EXERCISE -> The answer is a stretch of the material below, returned exactly: the line containing "# test: mark the man in", the line containing "# test: mark the tree foliage, one", and all lines between.

START SUPPLIED MATERIAL

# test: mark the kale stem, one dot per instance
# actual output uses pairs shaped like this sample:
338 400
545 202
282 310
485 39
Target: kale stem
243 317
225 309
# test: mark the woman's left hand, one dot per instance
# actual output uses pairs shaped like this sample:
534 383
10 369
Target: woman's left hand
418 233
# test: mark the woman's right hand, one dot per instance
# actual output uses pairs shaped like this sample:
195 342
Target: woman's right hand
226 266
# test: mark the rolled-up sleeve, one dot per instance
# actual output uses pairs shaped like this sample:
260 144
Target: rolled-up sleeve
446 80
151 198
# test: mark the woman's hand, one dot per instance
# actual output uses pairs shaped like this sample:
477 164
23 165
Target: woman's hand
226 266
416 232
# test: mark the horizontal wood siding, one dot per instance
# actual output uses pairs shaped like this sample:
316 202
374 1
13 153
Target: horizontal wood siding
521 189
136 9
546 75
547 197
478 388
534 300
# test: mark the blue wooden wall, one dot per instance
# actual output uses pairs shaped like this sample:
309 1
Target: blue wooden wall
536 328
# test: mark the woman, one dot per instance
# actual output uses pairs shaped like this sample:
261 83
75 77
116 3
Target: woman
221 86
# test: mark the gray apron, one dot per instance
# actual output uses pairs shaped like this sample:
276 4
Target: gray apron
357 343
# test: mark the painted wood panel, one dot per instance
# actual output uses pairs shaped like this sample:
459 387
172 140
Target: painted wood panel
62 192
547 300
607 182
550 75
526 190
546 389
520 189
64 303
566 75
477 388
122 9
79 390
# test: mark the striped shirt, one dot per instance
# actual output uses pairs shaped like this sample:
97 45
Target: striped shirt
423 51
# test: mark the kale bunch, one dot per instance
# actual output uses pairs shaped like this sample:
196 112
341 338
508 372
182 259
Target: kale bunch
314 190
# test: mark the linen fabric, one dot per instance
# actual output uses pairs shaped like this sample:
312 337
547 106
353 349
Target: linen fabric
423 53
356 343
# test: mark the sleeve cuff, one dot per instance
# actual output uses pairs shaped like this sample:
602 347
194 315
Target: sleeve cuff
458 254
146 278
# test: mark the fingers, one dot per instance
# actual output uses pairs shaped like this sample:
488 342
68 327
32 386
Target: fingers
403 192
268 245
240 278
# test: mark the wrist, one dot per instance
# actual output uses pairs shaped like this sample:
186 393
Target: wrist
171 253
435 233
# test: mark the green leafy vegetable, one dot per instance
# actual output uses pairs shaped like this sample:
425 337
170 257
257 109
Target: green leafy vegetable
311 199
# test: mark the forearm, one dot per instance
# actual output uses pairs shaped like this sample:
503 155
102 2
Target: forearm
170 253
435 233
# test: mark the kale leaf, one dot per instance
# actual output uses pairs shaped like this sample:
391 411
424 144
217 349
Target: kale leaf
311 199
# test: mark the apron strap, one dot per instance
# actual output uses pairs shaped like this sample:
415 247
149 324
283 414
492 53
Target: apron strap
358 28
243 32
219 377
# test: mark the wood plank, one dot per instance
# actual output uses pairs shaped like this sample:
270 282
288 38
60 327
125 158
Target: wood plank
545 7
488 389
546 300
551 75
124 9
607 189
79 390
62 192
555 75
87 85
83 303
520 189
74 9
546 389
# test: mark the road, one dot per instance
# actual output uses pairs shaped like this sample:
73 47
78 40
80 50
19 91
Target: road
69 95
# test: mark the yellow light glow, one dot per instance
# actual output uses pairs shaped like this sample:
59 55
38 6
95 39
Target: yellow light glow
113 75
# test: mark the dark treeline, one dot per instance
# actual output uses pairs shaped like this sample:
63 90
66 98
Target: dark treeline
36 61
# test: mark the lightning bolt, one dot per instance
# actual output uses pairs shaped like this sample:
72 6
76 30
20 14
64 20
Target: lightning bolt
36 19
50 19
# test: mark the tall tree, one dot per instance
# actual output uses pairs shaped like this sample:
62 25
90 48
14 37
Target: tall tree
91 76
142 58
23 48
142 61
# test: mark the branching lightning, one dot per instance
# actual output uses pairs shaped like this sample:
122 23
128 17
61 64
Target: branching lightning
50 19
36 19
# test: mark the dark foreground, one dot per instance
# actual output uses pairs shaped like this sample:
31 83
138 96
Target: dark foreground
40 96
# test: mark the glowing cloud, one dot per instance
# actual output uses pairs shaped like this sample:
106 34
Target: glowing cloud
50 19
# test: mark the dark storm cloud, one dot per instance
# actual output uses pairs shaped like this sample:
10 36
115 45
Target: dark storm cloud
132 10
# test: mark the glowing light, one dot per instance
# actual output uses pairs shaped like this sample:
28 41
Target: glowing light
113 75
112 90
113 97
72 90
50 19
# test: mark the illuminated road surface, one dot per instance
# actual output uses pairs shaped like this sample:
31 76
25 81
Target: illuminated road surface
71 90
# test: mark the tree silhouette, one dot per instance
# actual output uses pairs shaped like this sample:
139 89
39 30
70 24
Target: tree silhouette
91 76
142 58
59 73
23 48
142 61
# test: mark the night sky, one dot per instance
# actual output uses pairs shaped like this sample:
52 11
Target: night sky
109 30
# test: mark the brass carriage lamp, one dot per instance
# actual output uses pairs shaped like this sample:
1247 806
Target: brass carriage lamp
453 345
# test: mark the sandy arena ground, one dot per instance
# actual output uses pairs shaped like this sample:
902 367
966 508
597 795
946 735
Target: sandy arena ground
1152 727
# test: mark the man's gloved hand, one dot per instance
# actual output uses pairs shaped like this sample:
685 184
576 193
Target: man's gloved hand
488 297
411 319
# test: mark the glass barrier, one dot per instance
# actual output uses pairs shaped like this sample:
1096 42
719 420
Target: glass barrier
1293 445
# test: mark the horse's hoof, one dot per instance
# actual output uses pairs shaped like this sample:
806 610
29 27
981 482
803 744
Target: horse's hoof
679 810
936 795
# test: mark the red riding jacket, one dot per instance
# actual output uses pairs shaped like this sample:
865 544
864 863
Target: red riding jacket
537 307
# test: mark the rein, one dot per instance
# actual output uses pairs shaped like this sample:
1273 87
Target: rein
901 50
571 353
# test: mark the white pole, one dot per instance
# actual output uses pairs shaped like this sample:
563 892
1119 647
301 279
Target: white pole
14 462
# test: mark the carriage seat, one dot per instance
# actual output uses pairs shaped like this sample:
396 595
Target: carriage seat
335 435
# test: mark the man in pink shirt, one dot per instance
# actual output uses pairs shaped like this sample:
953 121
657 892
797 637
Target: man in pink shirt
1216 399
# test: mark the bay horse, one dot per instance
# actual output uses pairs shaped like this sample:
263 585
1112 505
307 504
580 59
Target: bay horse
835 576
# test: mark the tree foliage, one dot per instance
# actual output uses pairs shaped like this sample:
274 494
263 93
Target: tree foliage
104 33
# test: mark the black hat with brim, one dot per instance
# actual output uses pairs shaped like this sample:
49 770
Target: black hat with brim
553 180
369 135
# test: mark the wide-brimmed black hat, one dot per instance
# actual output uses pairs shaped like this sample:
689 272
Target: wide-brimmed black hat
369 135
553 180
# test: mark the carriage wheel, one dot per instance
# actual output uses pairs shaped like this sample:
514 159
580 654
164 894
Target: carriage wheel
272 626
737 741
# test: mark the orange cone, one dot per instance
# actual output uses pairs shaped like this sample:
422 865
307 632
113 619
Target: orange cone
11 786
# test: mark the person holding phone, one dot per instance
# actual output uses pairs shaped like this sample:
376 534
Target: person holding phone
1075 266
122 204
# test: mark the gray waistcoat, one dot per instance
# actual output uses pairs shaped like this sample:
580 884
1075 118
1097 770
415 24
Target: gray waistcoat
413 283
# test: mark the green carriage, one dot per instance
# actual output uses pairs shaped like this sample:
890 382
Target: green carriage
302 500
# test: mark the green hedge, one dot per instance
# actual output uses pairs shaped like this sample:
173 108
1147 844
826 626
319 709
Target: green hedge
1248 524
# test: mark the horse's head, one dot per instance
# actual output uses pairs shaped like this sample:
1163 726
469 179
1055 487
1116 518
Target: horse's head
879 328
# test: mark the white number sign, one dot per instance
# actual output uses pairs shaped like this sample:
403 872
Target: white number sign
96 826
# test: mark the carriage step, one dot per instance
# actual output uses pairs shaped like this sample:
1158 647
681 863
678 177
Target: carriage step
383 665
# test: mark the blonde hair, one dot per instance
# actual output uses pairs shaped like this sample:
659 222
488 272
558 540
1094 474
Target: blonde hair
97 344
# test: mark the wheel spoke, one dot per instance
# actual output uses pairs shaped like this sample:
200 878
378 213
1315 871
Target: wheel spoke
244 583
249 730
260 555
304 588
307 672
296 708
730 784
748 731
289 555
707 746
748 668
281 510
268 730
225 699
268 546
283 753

END SUPPLIED MATERIAL

RESULT FOR THIS TASK ->
# test: mark the man in pink shirt, one dot per instance
# actual output uses pairs shaped like this sample:
953 121
657 892
797 637
Target: man in pink shirt
1216 399
# test: mark the bay horse, one dot per instance
# actual output uses pairs shaped like this sample:
263 585
1112 505
307 504
580 59
Target: bay horse
835 576
# test: mark the tree foliage, one dot per instance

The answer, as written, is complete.